Entries for pointing and labeling
■ ■ ■

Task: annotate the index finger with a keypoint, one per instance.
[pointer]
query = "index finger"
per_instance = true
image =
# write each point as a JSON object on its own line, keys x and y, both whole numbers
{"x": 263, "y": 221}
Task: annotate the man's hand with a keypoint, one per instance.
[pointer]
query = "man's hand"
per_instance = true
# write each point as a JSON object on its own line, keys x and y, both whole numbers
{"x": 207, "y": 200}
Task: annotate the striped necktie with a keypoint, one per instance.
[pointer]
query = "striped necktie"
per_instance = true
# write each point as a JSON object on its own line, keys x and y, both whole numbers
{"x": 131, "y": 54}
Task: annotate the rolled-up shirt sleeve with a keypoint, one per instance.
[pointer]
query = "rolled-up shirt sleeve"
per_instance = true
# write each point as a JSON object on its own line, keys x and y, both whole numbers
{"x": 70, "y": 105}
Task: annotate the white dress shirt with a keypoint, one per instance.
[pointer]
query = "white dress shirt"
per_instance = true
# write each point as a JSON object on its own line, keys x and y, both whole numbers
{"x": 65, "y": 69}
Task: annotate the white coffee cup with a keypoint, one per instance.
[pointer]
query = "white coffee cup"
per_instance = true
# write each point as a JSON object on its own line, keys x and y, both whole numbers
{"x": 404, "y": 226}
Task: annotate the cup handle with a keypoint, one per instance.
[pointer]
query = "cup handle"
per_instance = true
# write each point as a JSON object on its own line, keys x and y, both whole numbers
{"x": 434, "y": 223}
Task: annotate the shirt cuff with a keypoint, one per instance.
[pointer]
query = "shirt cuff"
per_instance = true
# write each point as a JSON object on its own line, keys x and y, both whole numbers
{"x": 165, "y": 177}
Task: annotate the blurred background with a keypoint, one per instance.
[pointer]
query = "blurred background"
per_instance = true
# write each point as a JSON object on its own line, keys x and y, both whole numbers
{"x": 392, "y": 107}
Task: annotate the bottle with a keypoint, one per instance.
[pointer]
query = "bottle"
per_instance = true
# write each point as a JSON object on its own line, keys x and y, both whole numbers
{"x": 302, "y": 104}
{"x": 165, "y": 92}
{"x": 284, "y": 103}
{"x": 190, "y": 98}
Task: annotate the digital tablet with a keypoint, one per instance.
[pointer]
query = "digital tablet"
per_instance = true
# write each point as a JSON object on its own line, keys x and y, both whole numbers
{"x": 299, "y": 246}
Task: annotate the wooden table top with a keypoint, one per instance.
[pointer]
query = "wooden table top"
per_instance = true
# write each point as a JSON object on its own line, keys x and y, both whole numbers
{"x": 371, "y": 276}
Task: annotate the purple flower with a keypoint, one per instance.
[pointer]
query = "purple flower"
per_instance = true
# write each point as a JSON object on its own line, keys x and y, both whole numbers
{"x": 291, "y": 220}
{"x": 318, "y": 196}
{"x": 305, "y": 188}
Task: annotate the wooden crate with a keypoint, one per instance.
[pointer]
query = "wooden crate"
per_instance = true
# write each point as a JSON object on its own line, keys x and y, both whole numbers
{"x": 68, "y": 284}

■ ■ ■

Rewrite every entry above, changing each "whole numbers" to "integers" and leaving everything else untouched.

Task: annotate the index finger with a keypoint, one per instance.
[pointer]
query = "index finger"
per_instance = true
image =
# write each point as a JSON object on its own line, keys x and y, both integers
{"x": 263, "y": 221}
Task: annotate the man's hand with a keypoint, one per instance.
[pointer]
query = "man's hand"
per_instance = true
# write each point as a JSON object on its own line, keys x and y, both integers
{"x": 207, "y": 200}
Task: annotate the striped necktie with a keypoint, one per instance.
[pointer]
query = "striped necktie"
per_instance = true
# write each point as a JSON object on its own line, keys x and y, both integers
{"x": 131, "y": 54}
Task: annotate the rolled-up shirt sleeve with a keypoint, one per instance.
[pointer]
query = "rolled-up shirt sleeve"
per_instance = true
# write each point as a JSON object on its own line, keys x and y, both integers
{"x": 70, "y": 105}
Task: annotate the white dress shirt with a keypoint, one per instance.
[pointer]
query = "white dress shirt"
per_instance = true
# write each point as a JSON object on its own line, keys x and y, both integers
{"x": 65, "y": 69}
Task: annotate the white coffee cup with a keypoint, one per instance.
[pointer]
query = "white coffee cup"
per_instance = true
# write each point as a JSON object on its own line, keys x and y, both integers
{"x": 404, "y": 226}
Task: annotate the cup handle with a keypoint, one per instance.
[pointer]
query = "cup handle"
per_instance = true
# write each point as a JSON object on its own line, keys x and y, both integers
{"x": 434, "y": 223}
Task: annotate the shirt cuff with a keypoint, one per instance.
[pointer]
query = "shirt cuff"
per_instance = true
# write each point as a JSON object on its own line, keys x and y, both integers
{"x": 165, "y": 177}
Task: annotate the blurred background with a keypoint, one per instance.
[pointer]
query = "blurred background"
per_instance = true
# write each point as a JSON object on its own line, keys x and y, both integers
{"x": 392, "y": 107}
Task: annotate the bottle with a keypoint, one per instance.
[pointer]
query = "bottle"
per_instance = true
# write each point as a JSON object on its own line, keys x and y, both integers
{"x": 302, "y": 104}
{"x": 165, "y": 92}
{"x": 284, "y": 103}
{"x": 190, "y": 98}
Task: annotate the digital tablet with a keypoint, one per instance.
[pointer]
query = "digital tablet"
per_instance = true
# write each point as a JSON object on its own line, keys x and y, both integers
{"x": 299, "y": 246}
Task: annotate the wooden table top with a keypoint, one per instance.
[pointer]
query = "wooden table top"
per_instance = true
# write each point as a JSON object on its own line, keys x and y, both integers
{"x": 371, "y": 276}
Task: annotate the purple flower with a keypoint, one per instance.
[pointer]
query = "purple flower"
per_instance = true
# write each point as a JSON object on its own line, keys x and y, both integers
{"x": 291, "y": 220}
{"x": 318, "y": 196}
{"x": 305, "y": 188}
Task: annotate the wooden crate with a keypoint, one per instance.
[pointer]
query = "wooden crate"
per_instance = true
# write each point as a JSON object on its own line, keys x and y, both integers
{"x": 68, "y": 284}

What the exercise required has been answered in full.